Vermutlich hätte der Robert des Jahres 2010 sich für die Worte des Wirtschaftsministers Habeck 2024 ziemlich geschämt. Wer jetzt hinter Habecks neu entdecktem und quasi berufsbedingtem Standortpatriotismus eine Art gedankliche Neuverortung vermutet oder zumindest partiell entdeckte Vaterlandsliebe, der täuscht sich.

Habeck versteht seine eigene Ideologie nicht

Denn mit Patriotismus haben die gängigen Bindestrich-Patriotismen wenig zu tun. Sie sind eine intellektualistische Konstruktion. Nicht eine Nation oder das deutsche Volk des Grundgesetzes, dessen Traditionen und Kultur sind Objekt dieses Patriotismus, sondern juristische Regelungen und wirtschaftliche Vorteile. Die Nation als Verein mit Satzung, dem jeder beitreten kann. Und damit das Ganze nicht so spröde ist, wie es klingt, gibt man sich ganz opportunistisch noch als Fan von „Schland“.

Es ist fast ein wenig rührend, zu sehen, dass Habeck seine eigene Ideologie nicht versteht. Denn die Überwindung des Nationalstaates, von der er träumt, ist nur die andere Seite eines globalisierten Kapitalismus. Und in diesem globalisierten Kapitalismus gibt es für Sentimentalitäten wie Traditionen, Bindungen und Erinnerungen keinen Platz. In diesem globalisierten Kapitalismus geht es ausschließlich um eines: Geld. Und Nike, so heißt es, zahlt dem DFB doppelt so viel wie Adidas.

Das, was Habeck jetzt beklagt, ist das Ergebnis jenes Denkens, für das er selbst steht: postnational, global und internationalistisch. So kann man denken. Doch wer so denkt, der beklage sich bitte nicht über die Realitäten, die diese Ideologie mit sich bringt.

# Gespeicherte Datensätze
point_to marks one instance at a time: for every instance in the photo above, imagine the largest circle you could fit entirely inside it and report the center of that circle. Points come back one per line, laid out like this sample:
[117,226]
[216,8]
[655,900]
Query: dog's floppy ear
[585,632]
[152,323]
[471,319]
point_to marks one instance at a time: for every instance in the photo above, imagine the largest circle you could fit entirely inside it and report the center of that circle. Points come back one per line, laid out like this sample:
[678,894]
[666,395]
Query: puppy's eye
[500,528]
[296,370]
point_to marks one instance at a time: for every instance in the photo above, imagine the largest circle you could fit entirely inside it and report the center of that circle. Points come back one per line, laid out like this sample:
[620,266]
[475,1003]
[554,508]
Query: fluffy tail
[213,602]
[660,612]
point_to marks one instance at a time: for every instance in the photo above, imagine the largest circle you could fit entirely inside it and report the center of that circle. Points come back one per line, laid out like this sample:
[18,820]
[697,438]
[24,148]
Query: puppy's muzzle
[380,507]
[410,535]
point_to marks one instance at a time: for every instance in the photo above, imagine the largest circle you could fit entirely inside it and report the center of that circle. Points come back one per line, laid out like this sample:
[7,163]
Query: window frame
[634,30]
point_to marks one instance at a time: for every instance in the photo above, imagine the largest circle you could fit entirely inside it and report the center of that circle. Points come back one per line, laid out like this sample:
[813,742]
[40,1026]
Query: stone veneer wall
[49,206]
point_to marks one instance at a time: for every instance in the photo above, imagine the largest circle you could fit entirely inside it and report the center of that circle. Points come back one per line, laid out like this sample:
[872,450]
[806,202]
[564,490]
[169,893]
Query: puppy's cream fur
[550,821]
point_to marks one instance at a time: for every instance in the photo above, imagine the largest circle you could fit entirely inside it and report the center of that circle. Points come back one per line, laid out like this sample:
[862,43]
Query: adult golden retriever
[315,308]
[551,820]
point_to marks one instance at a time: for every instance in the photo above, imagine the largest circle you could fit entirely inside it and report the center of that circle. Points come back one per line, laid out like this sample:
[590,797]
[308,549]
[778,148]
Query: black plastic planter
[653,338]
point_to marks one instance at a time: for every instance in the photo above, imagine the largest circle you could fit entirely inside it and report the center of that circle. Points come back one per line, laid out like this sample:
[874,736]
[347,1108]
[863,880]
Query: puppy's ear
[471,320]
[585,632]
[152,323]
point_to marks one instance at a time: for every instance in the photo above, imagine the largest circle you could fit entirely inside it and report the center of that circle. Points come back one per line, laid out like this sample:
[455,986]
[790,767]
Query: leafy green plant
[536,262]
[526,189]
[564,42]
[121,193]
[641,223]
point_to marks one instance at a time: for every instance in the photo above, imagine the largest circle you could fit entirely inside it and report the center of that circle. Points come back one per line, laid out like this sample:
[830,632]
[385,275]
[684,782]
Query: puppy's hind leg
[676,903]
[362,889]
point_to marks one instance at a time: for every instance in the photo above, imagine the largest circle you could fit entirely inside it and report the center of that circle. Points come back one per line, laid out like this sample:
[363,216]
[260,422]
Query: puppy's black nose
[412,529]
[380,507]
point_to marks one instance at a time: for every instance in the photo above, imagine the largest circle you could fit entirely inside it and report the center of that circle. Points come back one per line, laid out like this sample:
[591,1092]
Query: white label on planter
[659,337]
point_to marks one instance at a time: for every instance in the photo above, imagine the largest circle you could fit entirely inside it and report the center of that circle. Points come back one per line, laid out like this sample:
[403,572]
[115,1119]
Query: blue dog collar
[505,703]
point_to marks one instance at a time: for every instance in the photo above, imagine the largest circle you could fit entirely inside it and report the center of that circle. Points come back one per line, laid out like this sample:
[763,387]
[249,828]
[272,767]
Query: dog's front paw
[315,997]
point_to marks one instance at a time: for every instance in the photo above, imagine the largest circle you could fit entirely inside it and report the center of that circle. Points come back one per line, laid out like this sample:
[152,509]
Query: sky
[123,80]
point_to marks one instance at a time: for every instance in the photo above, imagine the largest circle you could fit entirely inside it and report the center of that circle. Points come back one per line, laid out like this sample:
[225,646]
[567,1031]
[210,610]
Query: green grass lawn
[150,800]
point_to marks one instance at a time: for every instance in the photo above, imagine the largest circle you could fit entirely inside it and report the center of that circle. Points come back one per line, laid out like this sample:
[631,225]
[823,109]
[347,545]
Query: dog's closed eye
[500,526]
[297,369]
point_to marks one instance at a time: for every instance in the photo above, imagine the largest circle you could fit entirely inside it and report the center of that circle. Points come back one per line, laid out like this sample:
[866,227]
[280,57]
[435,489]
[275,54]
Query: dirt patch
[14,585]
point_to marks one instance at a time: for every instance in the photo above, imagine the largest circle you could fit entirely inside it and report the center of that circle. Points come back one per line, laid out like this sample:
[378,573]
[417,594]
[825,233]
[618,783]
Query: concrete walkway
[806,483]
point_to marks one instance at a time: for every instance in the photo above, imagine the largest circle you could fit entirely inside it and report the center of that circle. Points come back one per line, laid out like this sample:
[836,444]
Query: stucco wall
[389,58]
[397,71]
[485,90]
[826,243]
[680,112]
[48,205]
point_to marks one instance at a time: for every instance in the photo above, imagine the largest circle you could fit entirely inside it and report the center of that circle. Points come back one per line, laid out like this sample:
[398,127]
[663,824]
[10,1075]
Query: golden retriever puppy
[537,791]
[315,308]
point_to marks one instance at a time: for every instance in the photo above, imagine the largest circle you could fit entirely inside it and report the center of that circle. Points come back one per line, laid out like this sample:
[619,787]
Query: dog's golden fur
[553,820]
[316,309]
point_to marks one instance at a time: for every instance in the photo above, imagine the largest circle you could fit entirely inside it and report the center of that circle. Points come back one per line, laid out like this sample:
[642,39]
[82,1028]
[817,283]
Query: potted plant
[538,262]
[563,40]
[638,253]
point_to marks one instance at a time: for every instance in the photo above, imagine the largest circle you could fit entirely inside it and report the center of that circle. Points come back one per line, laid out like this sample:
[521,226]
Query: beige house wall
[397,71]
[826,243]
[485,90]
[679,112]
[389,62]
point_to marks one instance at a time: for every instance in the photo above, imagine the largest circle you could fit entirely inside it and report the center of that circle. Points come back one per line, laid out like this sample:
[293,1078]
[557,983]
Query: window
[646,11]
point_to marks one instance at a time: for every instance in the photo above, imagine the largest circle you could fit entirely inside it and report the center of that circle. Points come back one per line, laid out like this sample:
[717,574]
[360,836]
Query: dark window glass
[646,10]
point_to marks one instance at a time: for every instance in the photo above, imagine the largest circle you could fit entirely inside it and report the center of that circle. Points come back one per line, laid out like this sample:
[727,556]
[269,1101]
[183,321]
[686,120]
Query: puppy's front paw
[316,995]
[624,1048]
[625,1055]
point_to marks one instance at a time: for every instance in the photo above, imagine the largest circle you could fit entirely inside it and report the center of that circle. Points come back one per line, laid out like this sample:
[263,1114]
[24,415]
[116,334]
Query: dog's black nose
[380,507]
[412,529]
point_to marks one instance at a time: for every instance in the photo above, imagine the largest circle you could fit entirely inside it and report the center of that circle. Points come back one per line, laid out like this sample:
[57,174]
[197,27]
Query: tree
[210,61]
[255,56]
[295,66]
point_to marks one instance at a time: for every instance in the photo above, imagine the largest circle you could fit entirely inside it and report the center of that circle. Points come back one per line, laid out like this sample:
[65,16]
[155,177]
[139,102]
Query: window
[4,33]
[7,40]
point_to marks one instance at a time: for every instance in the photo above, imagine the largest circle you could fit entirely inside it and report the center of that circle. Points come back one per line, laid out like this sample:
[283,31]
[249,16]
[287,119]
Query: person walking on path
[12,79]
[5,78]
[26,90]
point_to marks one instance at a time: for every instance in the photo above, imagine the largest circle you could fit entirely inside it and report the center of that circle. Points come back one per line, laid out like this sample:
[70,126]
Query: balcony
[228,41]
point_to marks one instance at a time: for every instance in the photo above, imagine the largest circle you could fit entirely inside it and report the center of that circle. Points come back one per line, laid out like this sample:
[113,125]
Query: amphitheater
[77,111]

# Aufgaben
1: Fassen Sie den Absatz des Auszugs, der mit „Denn mit Patriotismus“ beginnt, knapper als Stichpunktliste zusammen. Behalten Sie dabei seine wesentlichen Aussagen bei.
2: Geben Sie den Inhalt des Auszugs in genau zwei Sätzen wieder.
3: Schreiben Sie einen Abschnitt des Auszugs wortgetreu ab. Beginnen Sie bei den Worten „Es ist fast“ und hören Sie nach den Worten „viel wie Adidas.“ auf.
Die Datensätze werden für die Bearbeitung nicht benötigt.

# Lösungen
1:
- Die gängigen Bindestrich-Patriotismen haben mit Patriotismus wenig zu tun und sind eine intellektualistische Konstruktion.
- Ihr Objekt sind weder die Nation noch das deutsche Volk des Grundgesetzes mit dessen Traditionen und Kultur, sondern juristische Regelungen und wirtschaftliche Vorteile.
- Die Nation erscheint als Verein mit Satzung, dem jeder beitreten kann.
- Damit das Ganze weniger spröde wirkt, gibt man sich opportunistisch als Fan von „Schland“.

2: Der Auszug bestreitet, dass hinter Habecks neu entdecktem Standortpatriotismus eine gedankliche Neuverortung oder Vaterlandsliebe steckt, weil sich Bindestrich-Patriotismen nicht auf Nation und Kultur, sondern auf juristische Regelungen und wirtschaftliche Vorteile richten. Habeck verstehe seine eigene Ideologie nicht, denn die von ihm erträumte Überwindung des Nationalstaates sei die andere Seite eines globalisierten Kapitalismus, in dem es ausschließlich um Geld gehe, und wer postnational denke, solle sich über die daraus folgenden Realitäten nicht beklagen.

3:
Es ist fast ein wenig rührend, zu sehen, dass Habeck seine eigene Ideologie nicht versteht. Denn die Überwindung des Nationalstaates, von der er träumt, ist nur die andere Seite eines globalisierten Kapitalismus. Und in diesem globalisierten Kapitalismus gibt es für Sentimentalitäten wie Traditionen, Bindungen und Erinnerungen keinen Platz. In diesem globalisierten Kapitalismus geht es ausschließlich um eines: Geld. Und Nike, so heißt es, zahlt dem DFB doppelt so viel wie Adidas.